GOAL: Show each line of the listing below that contains the word "jersey", copied in full without changes.

%%

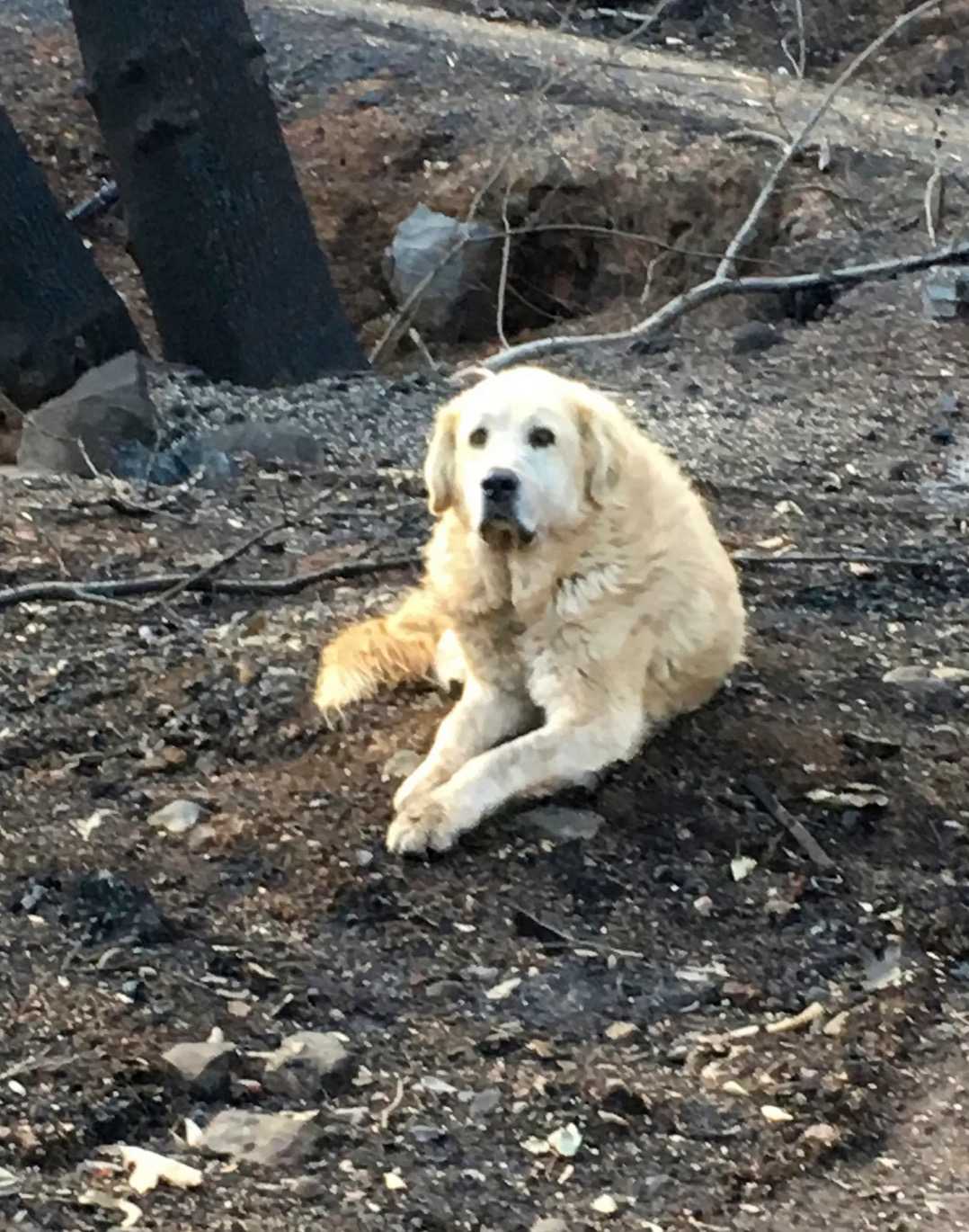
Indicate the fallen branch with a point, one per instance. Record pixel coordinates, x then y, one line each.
195 580
808 843
203 580
725 281
899 562
716 289
95 592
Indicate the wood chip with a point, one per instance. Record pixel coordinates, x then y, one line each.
809 1014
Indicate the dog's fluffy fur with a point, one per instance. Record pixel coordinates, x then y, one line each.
593 608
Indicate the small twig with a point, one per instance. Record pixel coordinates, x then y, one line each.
502 279
413 335
95 205
716 289
771 805
900 562
195 580
393 1105
725 281
100 592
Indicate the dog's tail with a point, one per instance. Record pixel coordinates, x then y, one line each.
383 651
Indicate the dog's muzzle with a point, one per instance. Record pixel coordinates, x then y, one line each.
500 522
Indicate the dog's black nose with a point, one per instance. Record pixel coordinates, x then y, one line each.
500 485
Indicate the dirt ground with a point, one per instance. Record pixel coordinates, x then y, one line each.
623 983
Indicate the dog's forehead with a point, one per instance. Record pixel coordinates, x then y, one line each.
503 410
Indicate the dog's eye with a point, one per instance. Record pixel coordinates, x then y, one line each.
541 438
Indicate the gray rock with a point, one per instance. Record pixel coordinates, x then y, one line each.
107 415
563 823
263 442
483 1103
755 335
203 1067
177 817
308 1062
946 292
262 1138
459 299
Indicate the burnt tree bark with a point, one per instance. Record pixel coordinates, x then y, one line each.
58 315
238 281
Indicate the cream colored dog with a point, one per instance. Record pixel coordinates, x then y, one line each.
573 582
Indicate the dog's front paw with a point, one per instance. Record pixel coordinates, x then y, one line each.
418 785
420 826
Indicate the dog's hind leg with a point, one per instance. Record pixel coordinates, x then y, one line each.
482 718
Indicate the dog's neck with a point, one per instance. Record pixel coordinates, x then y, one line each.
485 579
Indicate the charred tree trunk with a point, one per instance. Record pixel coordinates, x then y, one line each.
238 281
58 315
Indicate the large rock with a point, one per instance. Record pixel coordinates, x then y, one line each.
205 1067
460 296
262 1138
306 1063
106 422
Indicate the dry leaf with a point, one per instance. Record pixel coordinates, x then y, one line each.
109 1202
742 866
148 1168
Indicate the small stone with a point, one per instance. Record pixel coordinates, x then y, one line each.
565 1141
502 991
756 335
262 1138
177 817
307 1062
205 1068
436 1085
822 1135
565 823
617 1031
484 1103
400 765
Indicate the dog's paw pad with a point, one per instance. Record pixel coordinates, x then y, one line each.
418 829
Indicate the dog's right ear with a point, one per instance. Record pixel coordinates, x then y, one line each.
439 469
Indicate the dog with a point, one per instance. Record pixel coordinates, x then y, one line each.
573 585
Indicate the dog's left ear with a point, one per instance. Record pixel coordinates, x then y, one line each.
600 424
439 469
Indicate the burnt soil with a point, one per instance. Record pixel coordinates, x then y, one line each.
638 951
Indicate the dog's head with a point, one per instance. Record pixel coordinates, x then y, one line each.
522 455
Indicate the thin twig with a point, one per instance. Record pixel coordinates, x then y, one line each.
106 592
808 843
502 279
100 592
900 562
400 319
725 281
195 580
716 289
393 1105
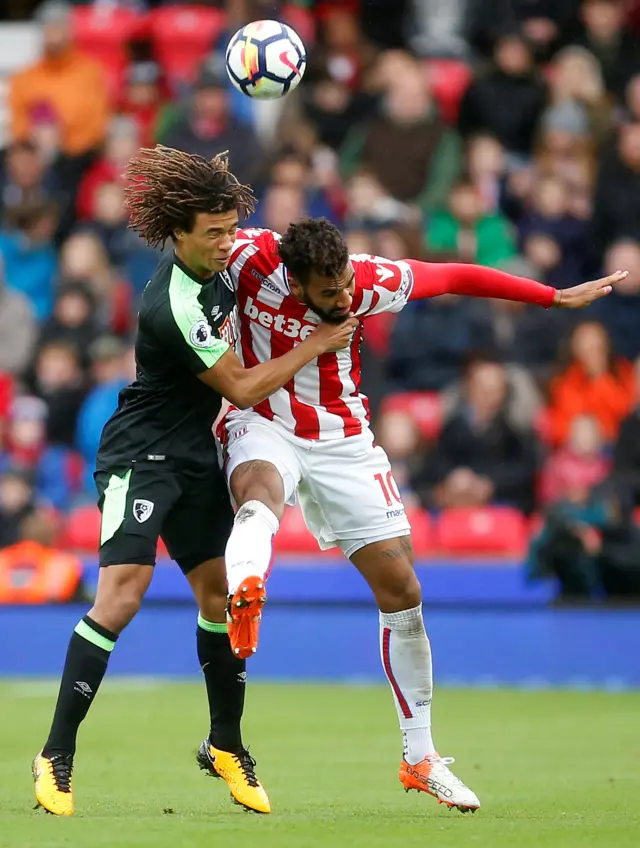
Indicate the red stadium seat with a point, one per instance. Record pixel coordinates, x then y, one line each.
482 530
7 387
421 531
104 33
426 409
82 532
183 36
449 79
294 537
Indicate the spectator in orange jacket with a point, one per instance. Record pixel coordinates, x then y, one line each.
596 383
65 86
32 571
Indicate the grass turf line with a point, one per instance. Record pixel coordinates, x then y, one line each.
551 768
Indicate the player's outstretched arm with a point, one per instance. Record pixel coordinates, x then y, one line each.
246 387
431 279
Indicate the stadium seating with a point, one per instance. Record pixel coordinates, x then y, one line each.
426 409
422 534
104 32
449 80
82 533
182 37
482 530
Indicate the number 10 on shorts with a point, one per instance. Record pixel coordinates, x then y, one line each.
389 488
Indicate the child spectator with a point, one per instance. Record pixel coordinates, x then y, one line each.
59 381
580 464
479 457
549 216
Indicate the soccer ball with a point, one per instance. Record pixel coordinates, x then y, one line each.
265 59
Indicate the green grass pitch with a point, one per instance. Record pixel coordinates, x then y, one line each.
551 769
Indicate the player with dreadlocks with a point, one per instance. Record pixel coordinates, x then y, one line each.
157 473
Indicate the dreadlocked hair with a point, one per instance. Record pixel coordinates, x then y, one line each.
166 188
313 244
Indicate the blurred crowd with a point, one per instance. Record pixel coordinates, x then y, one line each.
497 132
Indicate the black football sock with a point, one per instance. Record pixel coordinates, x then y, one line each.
84 668
225 677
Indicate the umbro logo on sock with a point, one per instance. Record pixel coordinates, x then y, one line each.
83 688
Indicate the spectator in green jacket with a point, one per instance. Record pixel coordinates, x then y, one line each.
464 232
406 146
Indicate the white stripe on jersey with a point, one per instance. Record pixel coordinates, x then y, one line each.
274 321
279 401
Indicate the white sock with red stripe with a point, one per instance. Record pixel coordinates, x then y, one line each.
248 550
406 658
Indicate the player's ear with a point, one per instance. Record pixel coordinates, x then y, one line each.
296 286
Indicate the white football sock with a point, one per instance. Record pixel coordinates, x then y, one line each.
248 550
406 658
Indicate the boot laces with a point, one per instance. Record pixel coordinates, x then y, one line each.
248 764
62 767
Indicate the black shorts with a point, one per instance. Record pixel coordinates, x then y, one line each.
189 508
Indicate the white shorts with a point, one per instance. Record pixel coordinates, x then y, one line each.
347 493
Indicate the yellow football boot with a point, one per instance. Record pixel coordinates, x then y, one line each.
238 772
52 779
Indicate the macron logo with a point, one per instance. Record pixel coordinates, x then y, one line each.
383 273
290 327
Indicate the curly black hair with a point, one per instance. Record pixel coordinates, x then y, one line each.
313 244
166 189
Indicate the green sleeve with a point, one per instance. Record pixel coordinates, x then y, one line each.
442 233
496 241
165 121
444 170
351 152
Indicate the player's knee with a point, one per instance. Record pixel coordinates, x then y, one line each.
213 604
118 605
400 590
259 481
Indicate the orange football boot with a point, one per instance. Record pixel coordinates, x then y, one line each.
244 610
433 776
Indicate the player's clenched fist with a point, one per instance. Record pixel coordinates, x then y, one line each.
331 337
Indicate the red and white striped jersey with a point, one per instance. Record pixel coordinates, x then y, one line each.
323 401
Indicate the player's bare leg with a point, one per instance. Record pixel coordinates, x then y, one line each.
222 753
258 490
387 566
120 592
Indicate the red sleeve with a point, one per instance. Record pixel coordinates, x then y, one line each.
431 279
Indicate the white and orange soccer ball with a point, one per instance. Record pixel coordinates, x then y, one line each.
266 59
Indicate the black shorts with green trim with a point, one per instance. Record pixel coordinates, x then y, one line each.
189 508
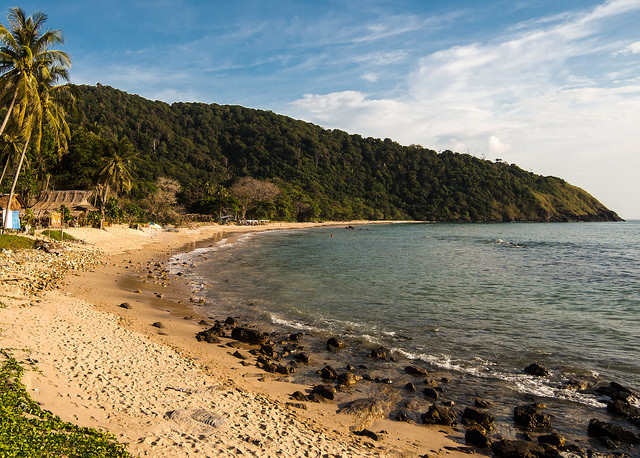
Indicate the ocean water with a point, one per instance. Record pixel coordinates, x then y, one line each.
475 303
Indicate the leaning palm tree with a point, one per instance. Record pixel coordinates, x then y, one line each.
116 173
31 70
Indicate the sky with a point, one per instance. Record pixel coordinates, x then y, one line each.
550 85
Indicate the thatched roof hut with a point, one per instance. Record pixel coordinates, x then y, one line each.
16 202
51 201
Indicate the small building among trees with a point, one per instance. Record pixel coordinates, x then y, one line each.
78 203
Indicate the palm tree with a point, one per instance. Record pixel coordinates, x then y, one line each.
31 70
116 173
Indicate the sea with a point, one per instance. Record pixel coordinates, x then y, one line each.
473 304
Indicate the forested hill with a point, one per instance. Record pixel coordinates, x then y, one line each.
322 174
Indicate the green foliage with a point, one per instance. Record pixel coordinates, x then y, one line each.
321 174
15 242
58 235
65 214
28 431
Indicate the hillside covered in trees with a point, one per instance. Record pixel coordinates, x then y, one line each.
319 173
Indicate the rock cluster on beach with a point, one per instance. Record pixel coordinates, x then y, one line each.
280 355
25 272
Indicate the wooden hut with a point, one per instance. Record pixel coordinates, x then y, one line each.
78 202
16 205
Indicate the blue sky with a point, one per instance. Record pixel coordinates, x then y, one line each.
553 86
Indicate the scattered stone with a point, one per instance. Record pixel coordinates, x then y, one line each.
348 379
536 370
431 393
553 438
576 385
518 449
250 336
602 430
413 370
328 373
334 344
367 433
410 387
473 416
326 391
529 418
477 436
239 355
297 405
302 358
210 335
379 353
482 403
440 415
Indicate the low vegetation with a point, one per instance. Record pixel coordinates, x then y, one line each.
28 431
15 242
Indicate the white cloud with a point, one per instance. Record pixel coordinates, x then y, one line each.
518 98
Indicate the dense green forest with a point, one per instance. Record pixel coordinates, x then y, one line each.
202 150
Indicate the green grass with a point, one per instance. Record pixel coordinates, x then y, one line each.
28 431
55 235
15 242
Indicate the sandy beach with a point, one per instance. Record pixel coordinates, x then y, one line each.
139 372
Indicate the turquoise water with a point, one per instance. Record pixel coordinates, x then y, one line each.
479 301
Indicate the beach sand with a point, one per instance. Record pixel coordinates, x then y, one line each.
157 388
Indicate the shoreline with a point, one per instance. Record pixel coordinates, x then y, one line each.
105 366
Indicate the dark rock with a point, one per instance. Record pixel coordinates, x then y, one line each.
576 385
268 350
624 409
328 373
407 416
617 392
518 449
553 438
477 436
379 353
473 416
347 379
334 344
536 369
366 433
413 370
326 391
440 415
410 387
250 336
211 335
297 405
616 433
431 393
302 358
285 370
482 403
299 396
529 418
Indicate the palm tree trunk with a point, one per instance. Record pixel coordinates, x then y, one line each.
6 117
13 186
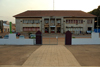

%%

SOLVED EXERCISE:
Indicate the white stripe on jersey with a point, one per instance. Record pixel coordinates, x then y, one line each.
Indicate the red and white striped jersey with a point, one per instance. Record pixel coordinates, x then y, one line each.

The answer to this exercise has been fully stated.